Page text:
UNH Week 11

United Heath Group

Week 11 – September 12, 2025

There never seems to be a dull moment with this company. This blog is about knowing when to eject from the position, and why. Learning from the events, and looking back it’s easy to see where I should have done a few things differently, but in trading, of course you can’t trade in reverse, so you have to make decisions before things happen and live with the consequences.

First of all, there’s a handful of things that have gone right, and a handful that went wrong. This was a tough one to navigate, and at times I felt like I was wrestling a crocodile that was frantically trying to bite me back. I want to explain some of the events, and how every single letter of the “PEACH” comes into play on this one. Probably the most, and the last, Humility, was what made me hit the eject button at the end.

This story starts long before the dates on this chart, of course this is the company whose CEO was gunned down by a deranged lunatic back on December 4th, 2024. As something that seems to be normal these days, many people cheered on this assassination, just like they have with recent events. The company has been in turmoil ever since, but I entered trading it back in May because I felt the “bottom” was probably in.

Fast forward a little to the end of July, and it’s time to report earnings. At this point in time, I didn’t feel like the company had completely recovered from their problems, and so I took a predominantly SHORT position at that time. This while also holding a small LONG position. What happened right off the bat seemed ok, all the short positions were major gains when they did announce earnings, and forecast.
However, shortly after that, the plunge kept plunging, and I found myself sitting in a position of an overall -48% loss.

(Photo-based referring expression records)
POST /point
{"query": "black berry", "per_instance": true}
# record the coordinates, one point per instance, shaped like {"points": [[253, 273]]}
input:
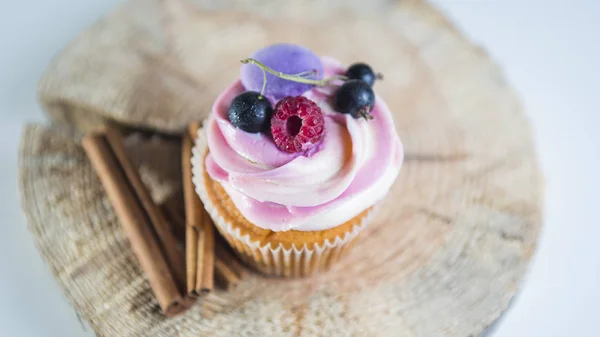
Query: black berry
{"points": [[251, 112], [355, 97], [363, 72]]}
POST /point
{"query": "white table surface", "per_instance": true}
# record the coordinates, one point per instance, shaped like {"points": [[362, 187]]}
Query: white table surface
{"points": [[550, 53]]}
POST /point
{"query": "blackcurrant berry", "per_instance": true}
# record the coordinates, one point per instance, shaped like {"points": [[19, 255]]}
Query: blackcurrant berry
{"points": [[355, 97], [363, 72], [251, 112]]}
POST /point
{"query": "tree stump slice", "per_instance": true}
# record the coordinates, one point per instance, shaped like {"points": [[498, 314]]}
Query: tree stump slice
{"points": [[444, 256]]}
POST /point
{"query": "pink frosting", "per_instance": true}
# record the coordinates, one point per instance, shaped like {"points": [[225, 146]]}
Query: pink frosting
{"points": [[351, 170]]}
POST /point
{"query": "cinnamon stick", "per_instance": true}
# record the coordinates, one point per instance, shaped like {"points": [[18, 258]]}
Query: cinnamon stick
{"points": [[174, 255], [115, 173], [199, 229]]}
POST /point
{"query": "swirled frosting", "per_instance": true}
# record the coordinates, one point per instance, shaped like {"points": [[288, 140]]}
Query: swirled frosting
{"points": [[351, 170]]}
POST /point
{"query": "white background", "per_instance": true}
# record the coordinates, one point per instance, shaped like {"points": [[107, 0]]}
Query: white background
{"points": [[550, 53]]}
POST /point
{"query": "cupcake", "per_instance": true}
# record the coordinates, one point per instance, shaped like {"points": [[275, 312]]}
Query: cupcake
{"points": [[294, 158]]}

Actions to take:
**A)** In the UNH Week 11 post, which element of the "PEACH" does the author say led to hitting the eject button at the end?
**B)** Print the portion of the UNH Week 11 post starting at "There never seems" and ending at "at the end.".

Answers to the exercises:
**A)** Humility

**B)**
There never seems to be a dull moment with this company. This blog is about knowing when to eject from the position, and why. Learning from the events, and looking back it’s easy to see where I should have done a few things differently, but in trading, of course you can’t trade in reverse, so you have to make decisions before things happen and live with the consequences.

First of all, there’s a handful of things that have gone right, and a handful that went wrong. This was a tough one to navigate, and at times I felt like I was wrestling a crocodile that was frantically trying to bite me back. I want to explain some of the events, and how every single letter of the “PEACH” comes into play on this one. Probably the most, and the last, Humility, was what made me hit the eject button at the end.